[Goal 1] In the email exchange about the Buddha's teaching, rewrite the stretch from "--- mackkup <[EMAIL" through "to spiritual practice.", changing "Buddha's teaching" to "Dharma".
[Goal 2] In the email exchange about the Buddha's teaching, what do Zen Masters denounce themselves as?
[Goal 3] Please continue the email exchange about the Buddha's teaching from the point where it stops.

--- mackkup <[EMAIL PROTECTED]> wrote:
> > Waiting for the higher authority to help us is not
> in
> > accordance with the Buddha's teaching. He had
> actively
> > and explicitly discouraged such an attitude as
> being
> > counter-productive to spiritual practice.
>
> i never said to wait for help. while helping
> yourself a higher
> authority will help if you honestly ask for it. Mack
But why can't you realize that the Buddha taught that
there is no higher authority? You yourself are the
higher authority, is what the Buddha was saying all
along.
That being the case, I really don't understand what do
you mean by saying "while helping yourself a higher
authority will help if you honestly ask for it"? Who
is that higher authority? If you say it is some Zen
Master, haven't you heard that Zen Masters denounce
themselves as "selling water by the river"? Only
foolish people will pay for the water that they
themselves can drink straight from the river.
> im sorry but i didnt understand what the hell you
> were getting at
> here. you cannot distort truth. truth is truth. if
> you are aware of
> your surroundings(which you should be) than you
> would know what
> misery is taking place. im not saying its up to you
> to change it
> cause you cannot, you can only change yourself. All
> the strife thats
> going on in the world is not an example of people
> that are happy.

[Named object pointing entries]

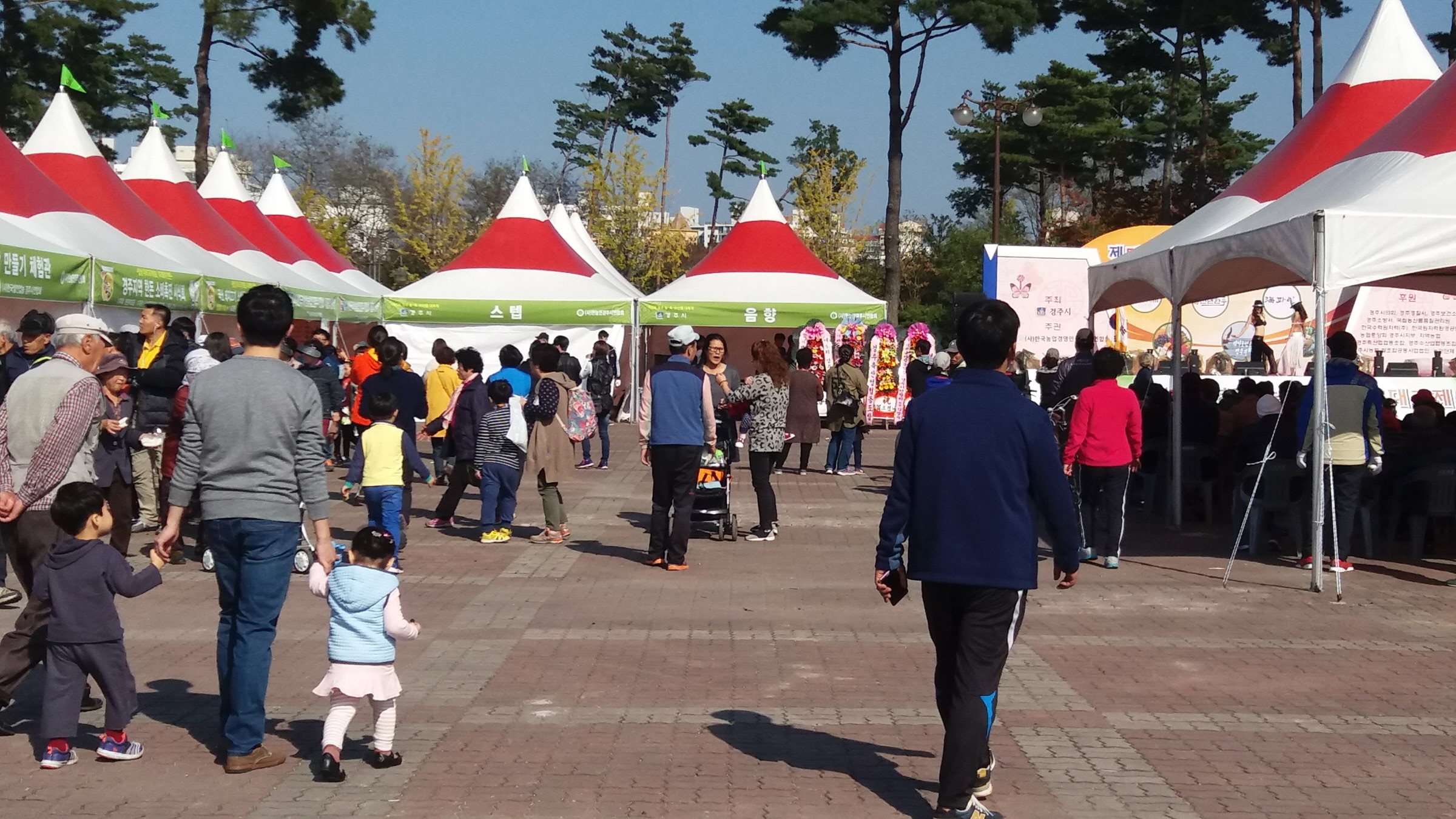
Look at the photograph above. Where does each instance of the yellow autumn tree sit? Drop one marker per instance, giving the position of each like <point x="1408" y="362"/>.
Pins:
<point x="430" y="216"/>
<point x="622" y="212"/>
<point x="325" y="219"/>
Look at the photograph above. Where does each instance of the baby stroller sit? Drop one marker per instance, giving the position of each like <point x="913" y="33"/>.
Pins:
<point x="302" y="557"/>
<point x="712" y="505"/>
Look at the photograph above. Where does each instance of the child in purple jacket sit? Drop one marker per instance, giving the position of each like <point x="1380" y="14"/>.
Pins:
<point x="79" y="579"/>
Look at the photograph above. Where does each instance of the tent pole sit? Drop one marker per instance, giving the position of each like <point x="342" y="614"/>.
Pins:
<point x="1176" y="423"/>
<point x="1320" y="420"/>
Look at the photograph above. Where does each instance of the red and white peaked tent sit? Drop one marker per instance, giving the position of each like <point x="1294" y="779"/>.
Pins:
<point x="587" y="249"/>
<point x="761" y="274"/>
<point x="66" y="153"/>
<point x="519" y="261"/>
<point x="38" y="206"/>
<point x="224" y="191"/>
<point x="1387" y="72"/>
<point x="285" y="213"/>
<point x="519" y="279"/>
<point x="155" y="175"/>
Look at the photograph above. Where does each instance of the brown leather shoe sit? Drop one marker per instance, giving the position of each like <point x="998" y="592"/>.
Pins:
<point x="257" y="761"/>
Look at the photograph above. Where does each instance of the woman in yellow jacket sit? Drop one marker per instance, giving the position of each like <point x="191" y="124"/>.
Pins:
<point x="440" y="385"/>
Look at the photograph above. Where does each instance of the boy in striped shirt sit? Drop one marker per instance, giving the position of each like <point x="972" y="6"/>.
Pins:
<point x="500" y="464"/>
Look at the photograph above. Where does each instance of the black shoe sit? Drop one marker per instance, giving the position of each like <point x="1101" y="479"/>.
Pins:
<point x="329" y="770"/>
<point x="376" y="760"/>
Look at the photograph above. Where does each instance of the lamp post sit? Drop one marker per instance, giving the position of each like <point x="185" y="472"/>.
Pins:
<point x="966" y="115"/>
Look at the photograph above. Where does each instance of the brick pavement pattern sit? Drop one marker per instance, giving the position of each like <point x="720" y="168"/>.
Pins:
<point x="769" y="681"/>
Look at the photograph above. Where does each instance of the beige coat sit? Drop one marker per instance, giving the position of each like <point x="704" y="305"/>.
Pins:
<point x="550" y="448"/>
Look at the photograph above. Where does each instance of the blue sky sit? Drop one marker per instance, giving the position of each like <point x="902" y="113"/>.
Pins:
<point x="487" y="72"/>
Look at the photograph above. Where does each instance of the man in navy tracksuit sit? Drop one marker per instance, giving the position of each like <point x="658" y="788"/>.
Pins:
<point x="976" y="465"/>
<point x="676" y="425"/>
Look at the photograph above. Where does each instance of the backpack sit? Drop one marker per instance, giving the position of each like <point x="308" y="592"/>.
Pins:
<point x="581" y="416"/>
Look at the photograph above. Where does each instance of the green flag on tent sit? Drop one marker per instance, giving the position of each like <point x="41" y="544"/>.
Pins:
<point x="69" y="79"/>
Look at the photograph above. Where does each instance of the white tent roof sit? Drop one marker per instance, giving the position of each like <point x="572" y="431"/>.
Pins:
<point x="224" y="191"/>
<point x="581" y="242"/>
<point x="155" y="175"/>
<point x="1388" y="69"/>
<point x="519" y="260"/>
<point x="286" y="215"/>
<point x="761" y="264"/>
<point x="66" y="153"/>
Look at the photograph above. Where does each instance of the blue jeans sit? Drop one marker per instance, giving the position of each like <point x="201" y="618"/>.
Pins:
<point x="385" y="506"/>
<point x="499" y="486"/>
<point x="841" y="447"/>
<point x="254" y="563"/>
<point x="603" y="422"/>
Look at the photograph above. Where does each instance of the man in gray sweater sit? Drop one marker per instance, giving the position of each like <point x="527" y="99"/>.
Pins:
<point x="252" y="448"/>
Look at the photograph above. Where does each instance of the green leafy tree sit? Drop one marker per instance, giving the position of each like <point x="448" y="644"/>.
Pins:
<point x="729" y="127"/>
<point x="121" y="76"/>
<point x="302" y="79"/>
<point x="1170" y="40"/>
<point x="637" y="86"/>
<point x="902" y="31"/>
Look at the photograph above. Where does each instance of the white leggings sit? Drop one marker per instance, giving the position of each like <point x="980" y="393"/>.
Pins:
<point x="341" y="713"/>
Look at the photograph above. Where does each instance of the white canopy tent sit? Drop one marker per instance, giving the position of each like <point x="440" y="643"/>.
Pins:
<point x="1388" y="69"/>
<point x="1384" y="213"/>
<point x="761" y="274"/>
<point x="519" y="279"/>
<point x="286" y="215"/>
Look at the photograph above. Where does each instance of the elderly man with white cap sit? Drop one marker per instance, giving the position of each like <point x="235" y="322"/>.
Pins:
<point x="676" y="423"/>
<point x="49" y="429"/>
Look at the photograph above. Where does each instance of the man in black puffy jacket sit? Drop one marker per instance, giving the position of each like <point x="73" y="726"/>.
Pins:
<point x="161" y="369"/>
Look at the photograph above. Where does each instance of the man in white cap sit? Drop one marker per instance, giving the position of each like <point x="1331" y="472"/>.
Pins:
<point x="678" y="423"/>
<point x="49" y="429"/>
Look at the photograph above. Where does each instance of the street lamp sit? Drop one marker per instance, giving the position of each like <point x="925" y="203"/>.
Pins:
<point x="966" y="115"/>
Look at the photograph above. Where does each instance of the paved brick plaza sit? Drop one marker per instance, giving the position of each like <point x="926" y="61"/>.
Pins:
<point x="769" y="681"/>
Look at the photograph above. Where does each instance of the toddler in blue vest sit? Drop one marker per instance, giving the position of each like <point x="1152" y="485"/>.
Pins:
<point x="365" y="621"/>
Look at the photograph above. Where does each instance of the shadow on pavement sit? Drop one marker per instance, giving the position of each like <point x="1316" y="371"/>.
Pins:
<point x="759" y="736"/>
<point x="599" y="548"/>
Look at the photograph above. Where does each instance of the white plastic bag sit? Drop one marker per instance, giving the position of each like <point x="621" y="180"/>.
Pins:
<point x="517" y="433"/>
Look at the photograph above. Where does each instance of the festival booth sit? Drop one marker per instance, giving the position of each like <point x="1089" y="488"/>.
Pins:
<point x="759" y="281"/>
<point x="517" y="280"/>
<point x="286" y="215"/>
<point x="224" y="191"/>
<point x="1384" y="213"/>
<point x="63" y="150"/>
<point x="155" y="175"/>
<point x="95" y="260"/>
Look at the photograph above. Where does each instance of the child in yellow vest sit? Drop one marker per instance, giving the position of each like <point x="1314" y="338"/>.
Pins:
<point x="379" y="468"/>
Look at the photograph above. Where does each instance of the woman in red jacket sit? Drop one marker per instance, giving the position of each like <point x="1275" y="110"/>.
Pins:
<point x="1104" y="447"/>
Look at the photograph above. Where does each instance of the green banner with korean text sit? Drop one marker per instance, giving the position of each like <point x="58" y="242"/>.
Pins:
<point x="536" y="314"/>
<point x="35" y="274"/>
<point x="756" y="314"/>
<point x="129" y="286"/>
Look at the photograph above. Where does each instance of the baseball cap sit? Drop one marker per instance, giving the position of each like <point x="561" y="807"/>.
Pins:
<point x="682" y="335"/>
<point x="37" y="323"/>
<point x="79" y="324"/>
<point x="111" y="363"/>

[Written reply 1]
--- mackkup <[EMAIL PROTECTED]> wrote:
> > Waiting for the higher authority to help us is not
> in
> > accordance with the Dharma. He had
> actively
> > and explicitly discouraged such an attitude as
> being
> > counter-productive to spiritual practice.

[Written reply 2] As "selling water by the river."

[Written reply 3]
There are two truths. The Buddha said that all objects
can be seen in two lights: in the correct, unimpeded
light, and in a dimmed, distorted and distorting
light. The correct light is what is seen by the
unimpaired wisdom of the ones who have left their
intellectual conceptualizations behind.
Now, the worldly consensus perceives things in a
certain way, and this consensus calls that perception
'the truth'. And the Buddha said: "People may argue
with me, but I don't argue with them." Which means
that the Buddha never disputed the validity of the
consensual truth.
However, what the Buddha taught is that there is also
another truth, and that truth is what is seen by the
immaculate mind. And that truth does not necessarily
coincide with the consensual truth (i.e. the truth
that most people with healthy senses agree upon).
So, everyday consensus clearly perceives that there is
suffering, there is misery, there are people torturing
other people, mutilating them, being cruel to them. No
one disputes that (at the everyday consensus level).
However, at the prajna level, the Buddha disputed
that. The Buddha said that, while the perception of
someone being tortured undoubtedly arises before us,
in truth nothing arises. All phenomena are unborn,
peaceful, completely incapable of any suffering, any
pain.
We, as Buddhist practitioners, are obliged to
ourselves to penetrate this secret. We must get to the
point where we are able to perceive what the Buddha
had perceived. Anything short of that is not really
going to cut it, I'm afraid.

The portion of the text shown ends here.